◆ **DOCUMENT SEGMENT**
In his session during Logistics Management’s Virtual Summit in December, MIT’s Yossi Sheffi stated that whatever may come from the pandemic era, one sure bet was that it would act as “a great accelerator for supply chain technology trends that were already in motion.”
His forecast is coming to fruition.
Starting on page 20, contributing editor Bridget McCrea kicks off our 2021 Technology Issue by catching up with Sheffi and six other top supply chain technology analysts to see just how far logistics professionals have progressed on their digital transformation journey over the past year.
Back in December, Sheffi suggested that due to the new, sequestered working environment, real-time data analytics and communications platforms that facilitate telecommuting and provide increased visibility into supply chain operations would be the first to accelerate.
“That was certainly the case,” says McCrea. “Seemingly overnight, shippers were grappling with an entirely new set of challenges, and companies using antiquated visibility and forecasting tools like spreadsheets had a tough time keeping up with the huge uptick in e-commerce orders as well as managing remote workforces, supply interruptions and new customer demands. It was either implement visibility software and modern communications processes—or shut down.”

◆ **EXCERPTED DATA**

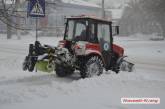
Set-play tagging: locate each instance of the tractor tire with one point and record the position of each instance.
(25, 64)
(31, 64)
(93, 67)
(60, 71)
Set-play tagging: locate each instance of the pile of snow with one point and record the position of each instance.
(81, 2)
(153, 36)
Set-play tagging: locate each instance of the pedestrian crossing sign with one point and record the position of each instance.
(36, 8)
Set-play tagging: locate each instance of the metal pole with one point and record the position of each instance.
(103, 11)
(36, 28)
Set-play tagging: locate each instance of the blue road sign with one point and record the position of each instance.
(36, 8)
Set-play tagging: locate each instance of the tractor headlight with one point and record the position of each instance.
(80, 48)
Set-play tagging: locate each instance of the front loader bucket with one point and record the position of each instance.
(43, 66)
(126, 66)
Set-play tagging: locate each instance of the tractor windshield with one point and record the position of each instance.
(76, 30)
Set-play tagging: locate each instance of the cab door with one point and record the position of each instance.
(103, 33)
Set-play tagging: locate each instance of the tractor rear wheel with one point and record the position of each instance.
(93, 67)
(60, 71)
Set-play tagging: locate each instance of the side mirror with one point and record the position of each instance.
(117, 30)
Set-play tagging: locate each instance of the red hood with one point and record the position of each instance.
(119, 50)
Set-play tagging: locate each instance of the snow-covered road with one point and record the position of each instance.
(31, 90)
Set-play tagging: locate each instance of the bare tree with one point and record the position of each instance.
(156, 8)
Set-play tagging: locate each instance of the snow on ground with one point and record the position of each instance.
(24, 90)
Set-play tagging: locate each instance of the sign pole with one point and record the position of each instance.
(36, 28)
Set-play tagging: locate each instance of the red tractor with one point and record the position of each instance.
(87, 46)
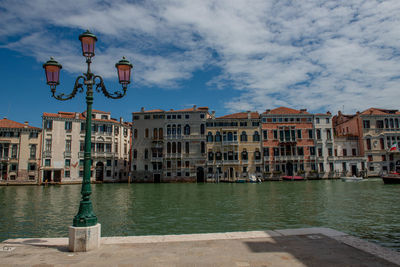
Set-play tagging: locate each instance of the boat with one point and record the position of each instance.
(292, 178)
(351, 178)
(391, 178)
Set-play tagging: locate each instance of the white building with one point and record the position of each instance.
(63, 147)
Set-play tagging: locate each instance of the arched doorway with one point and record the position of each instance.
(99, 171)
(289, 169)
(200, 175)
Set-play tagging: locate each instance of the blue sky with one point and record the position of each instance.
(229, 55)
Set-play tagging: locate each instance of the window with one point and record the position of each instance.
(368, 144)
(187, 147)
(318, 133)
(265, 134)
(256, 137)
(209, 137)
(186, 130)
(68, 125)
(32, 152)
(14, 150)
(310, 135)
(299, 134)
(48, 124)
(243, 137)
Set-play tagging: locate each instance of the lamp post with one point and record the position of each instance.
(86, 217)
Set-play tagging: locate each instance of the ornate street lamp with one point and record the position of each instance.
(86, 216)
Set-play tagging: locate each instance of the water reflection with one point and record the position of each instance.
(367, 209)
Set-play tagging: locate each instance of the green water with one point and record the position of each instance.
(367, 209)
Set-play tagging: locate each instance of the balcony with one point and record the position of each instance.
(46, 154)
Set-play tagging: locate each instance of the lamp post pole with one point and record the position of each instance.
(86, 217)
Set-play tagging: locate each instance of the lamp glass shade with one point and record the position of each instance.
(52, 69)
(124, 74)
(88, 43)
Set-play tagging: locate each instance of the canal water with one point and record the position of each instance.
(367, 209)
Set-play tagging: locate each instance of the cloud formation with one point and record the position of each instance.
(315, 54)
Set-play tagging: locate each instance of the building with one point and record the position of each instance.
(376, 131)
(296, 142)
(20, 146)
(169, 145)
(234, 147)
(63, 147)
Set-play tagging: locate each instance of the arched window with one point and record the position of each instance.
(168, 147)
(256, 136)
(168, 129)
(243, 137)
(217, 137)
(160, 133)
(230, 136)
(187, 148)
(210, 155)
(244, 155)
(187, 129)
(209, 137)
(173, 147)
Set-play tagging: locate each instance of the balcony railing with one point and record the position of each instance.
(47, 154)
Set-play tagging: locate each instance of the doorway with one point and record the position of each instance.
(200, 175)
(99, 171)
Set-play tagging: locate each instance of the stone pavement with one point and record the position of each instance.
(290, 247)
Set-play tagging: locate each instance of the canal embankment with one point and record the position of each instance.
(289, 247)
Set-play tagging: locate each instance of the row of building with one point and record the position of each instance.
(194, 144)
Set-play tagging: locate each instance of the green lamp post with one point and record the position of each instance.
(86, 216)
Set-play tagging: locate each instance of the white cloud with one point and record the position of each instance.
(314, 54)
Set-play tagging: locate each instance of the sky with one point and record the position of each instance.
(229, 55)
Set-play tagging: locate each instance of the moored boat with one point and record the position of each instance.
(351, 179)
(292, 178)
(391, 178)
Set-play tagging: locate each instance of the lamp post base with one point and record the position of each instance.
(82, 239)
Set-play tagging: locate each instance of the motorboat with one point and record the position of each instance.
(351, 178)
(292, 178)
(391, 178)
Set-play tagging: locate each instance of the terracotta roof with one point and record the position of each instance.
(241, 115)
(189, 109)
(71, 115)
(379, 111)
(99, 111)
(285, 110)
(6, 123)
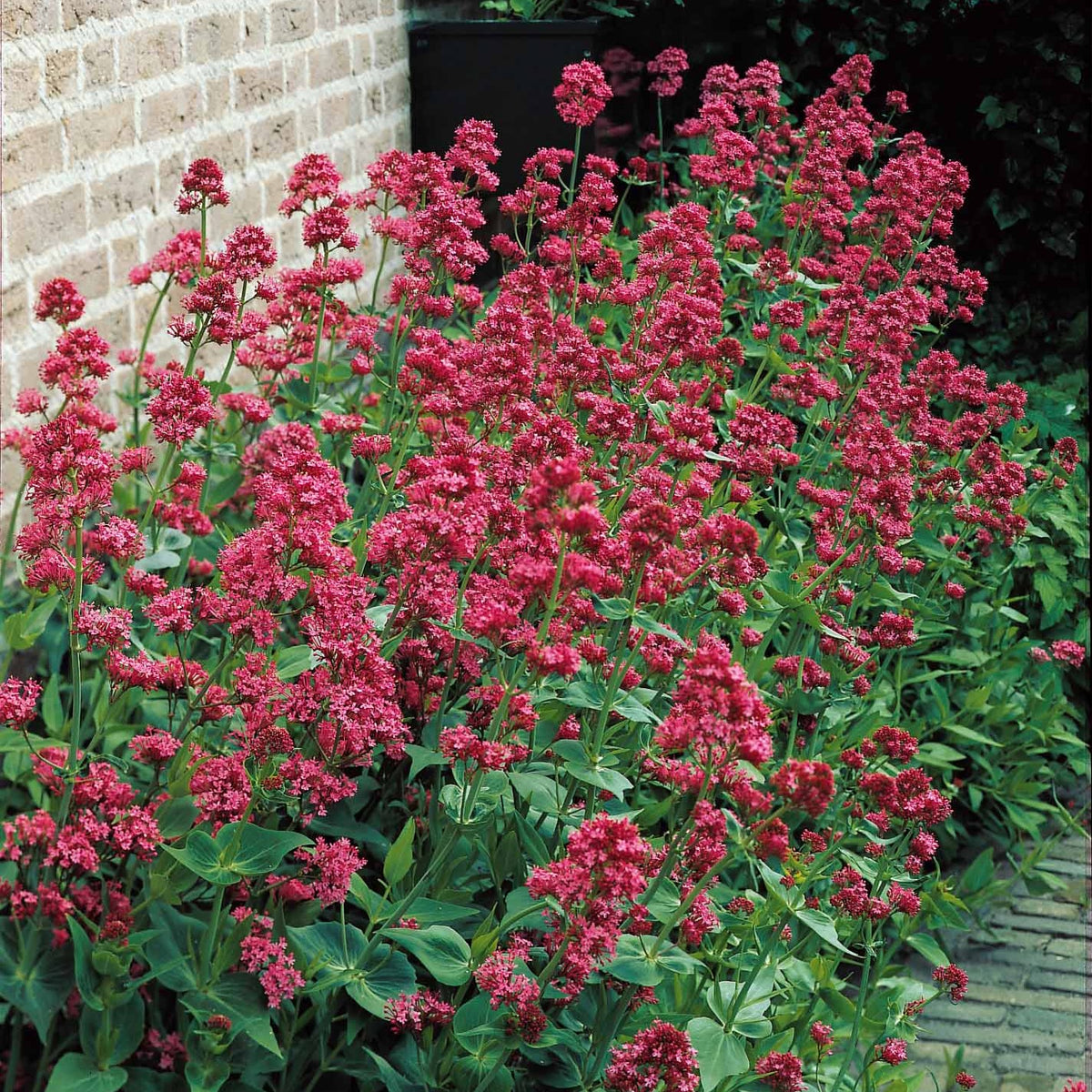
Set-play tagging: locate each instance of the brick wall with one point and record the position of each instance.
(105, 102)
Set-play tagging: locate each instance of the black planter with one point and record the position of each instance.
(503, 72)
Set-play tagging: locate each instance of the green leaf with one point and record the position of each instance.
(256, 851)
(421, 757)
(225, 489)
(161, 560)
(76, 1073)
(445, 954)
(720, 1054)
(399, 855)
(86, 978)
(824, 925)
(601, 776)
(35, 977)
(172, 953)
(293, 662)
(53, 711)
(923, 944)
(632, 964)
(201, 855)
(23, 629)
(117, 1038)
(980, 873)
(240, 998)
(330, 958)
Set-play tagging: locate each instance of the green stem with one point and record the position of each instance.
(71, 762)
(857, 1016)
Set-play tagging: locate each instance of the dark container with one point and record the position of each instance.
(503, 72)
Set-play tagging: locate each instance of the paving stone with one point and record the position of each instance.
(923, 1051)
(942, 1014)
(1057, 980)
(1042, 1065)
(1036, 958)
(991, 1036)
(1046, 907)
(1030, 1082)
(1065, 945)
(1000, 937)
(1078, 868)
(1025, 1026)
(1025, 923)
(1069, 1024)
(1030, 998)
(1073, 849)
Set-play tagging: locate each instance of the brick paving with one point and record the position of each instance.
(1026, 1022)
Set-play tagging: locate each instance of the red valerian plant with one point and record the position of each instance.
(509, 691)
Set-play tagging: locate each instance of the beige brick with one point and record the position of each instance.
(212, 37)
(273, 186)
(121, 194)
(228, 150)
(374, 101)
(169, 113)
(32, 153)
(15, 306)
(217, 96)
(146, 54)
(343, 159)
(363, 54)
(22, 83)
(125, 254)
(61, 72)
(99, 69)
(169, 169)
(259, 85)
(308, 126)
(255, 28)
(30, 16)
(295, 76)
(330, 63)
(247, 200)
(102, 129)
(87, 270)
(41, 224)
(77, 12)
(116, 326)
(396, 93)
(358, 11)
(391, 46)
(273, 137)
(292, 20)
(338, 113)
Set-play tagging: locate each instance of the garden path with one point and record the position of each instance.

* * *

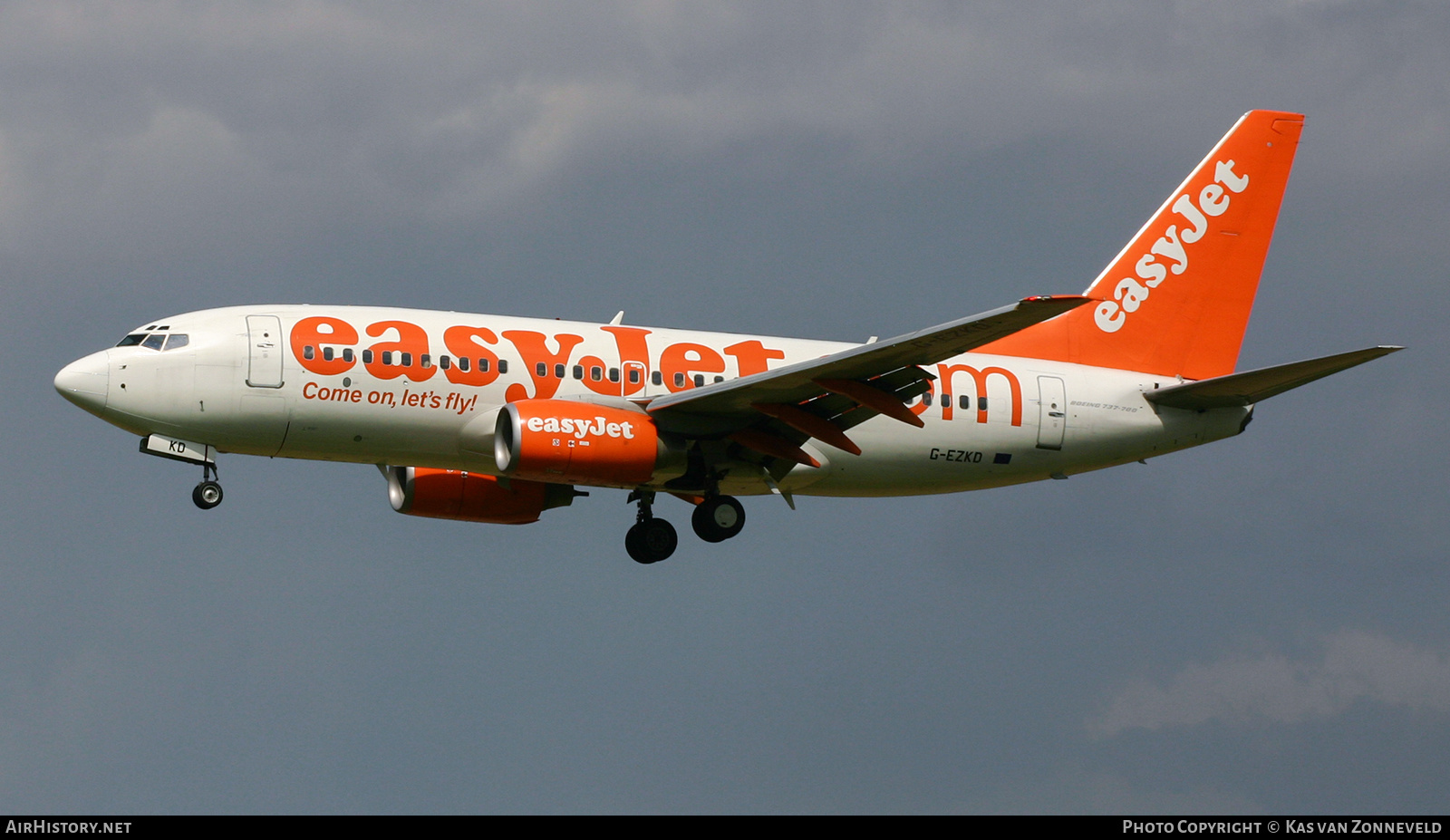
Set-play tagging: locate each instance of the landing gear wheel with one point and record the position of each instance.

==

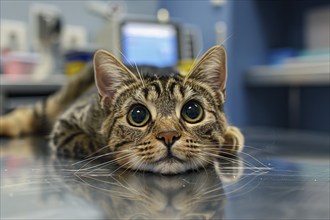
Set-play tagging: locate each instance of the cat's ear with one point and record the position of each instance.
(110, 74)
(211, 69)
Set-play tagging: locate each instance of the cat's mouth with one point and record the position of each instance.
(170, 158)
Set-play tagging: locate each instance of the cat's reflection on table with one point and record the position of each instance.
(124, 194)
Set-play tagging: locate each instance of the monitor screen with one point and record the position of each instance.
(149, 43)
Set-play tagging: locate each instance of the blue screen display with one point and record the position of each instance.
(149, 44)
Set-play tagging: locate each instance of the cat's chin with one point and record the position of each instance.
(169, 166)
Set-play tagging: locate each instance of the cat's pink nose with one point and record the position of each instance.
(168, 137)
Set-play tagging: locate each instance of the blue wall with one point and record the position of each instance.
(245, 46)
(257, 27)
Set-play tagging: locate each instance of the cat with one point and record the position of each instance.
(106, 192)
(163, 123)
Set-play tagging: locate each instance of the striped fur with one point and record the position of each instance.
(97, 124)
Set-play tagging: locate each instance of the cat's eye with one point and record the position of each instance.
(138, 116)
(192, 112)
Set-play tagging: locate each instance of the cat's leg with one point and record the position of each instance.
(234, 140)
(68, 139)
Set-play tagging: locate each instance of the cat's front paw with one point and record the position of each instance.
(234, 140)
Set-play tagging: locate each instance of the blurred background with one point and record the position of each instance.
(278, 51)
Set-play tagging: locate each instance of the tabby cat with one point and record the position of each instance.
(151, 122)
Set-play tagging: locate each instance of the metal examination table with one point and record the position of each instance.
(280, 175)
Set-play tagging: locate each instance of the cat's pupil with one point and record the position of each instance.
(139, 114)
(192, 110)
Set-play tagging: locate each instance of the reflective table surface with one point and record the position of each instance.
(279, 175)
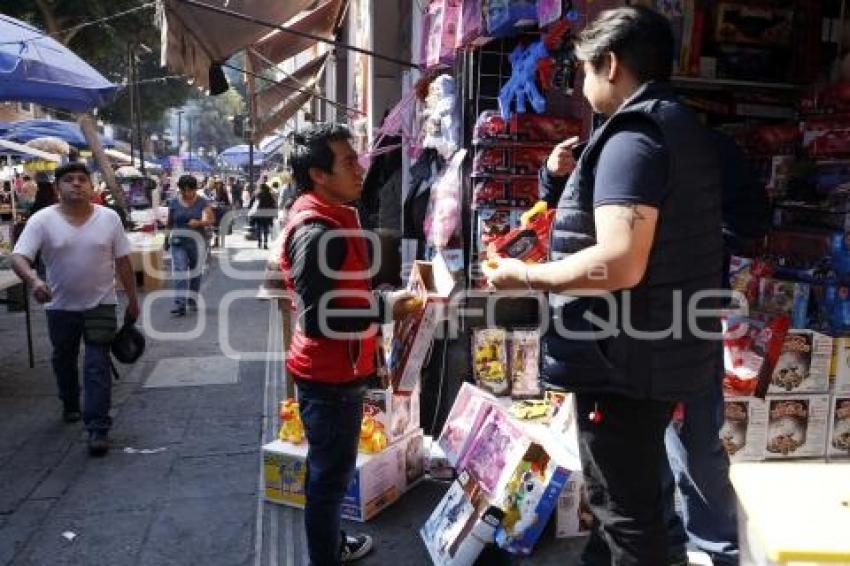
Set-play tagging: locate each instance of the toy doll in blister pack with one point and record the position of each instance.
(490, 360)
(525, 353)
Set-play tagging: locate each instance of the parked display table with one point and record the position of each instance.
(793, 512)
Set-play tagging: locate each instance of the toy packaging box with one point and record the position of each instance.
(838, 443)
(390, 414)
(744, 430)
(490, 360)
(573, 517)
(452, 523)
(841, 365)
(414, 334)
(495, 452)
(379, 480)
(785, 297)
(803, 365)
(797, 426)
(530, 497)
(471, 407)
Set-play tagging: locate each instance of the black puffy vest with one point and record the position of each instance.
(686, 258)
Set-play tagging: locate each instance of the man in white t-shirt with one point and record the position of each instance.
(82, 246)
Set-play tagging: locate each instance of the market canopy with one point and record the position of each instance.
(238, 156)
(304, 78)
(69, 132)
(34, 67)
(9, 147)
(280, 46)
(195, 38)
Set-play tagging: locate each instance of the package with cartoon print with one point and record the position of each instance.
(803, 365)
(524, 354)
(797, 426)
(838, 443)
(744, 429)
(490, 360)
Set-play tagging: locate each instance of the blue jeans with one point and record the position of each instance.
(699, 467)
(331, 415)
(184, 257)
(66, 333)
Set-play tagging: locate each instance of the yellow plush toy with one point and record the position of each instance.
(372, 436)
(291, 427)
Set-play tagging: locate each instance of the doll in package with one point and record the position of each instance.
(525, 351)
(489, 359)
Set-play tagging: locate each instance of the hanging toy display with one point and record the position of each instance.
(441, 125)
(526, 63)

◆ **WHAT THIS EXERCISE ASKS**
• A. According to the passage on supply chain technology, on what page does Bridget McCrea's article opening the 2021 Technology Issue begin?
• B. Transcribe the passage on supply chain technology, beginning at the words "Back in December, Sheffi" and stopping after the words "first to accelerate.".

◆ **RESPONSES TO THE EXERCISE**
• A. Page 20.

• B.
Back in December, Sheffi suggested that due to the new, sequestered working environment, real-time data analytics and communications platforms that facilitate telecommuting and provide increased visibility into supply chain operations would be the first to accelerate.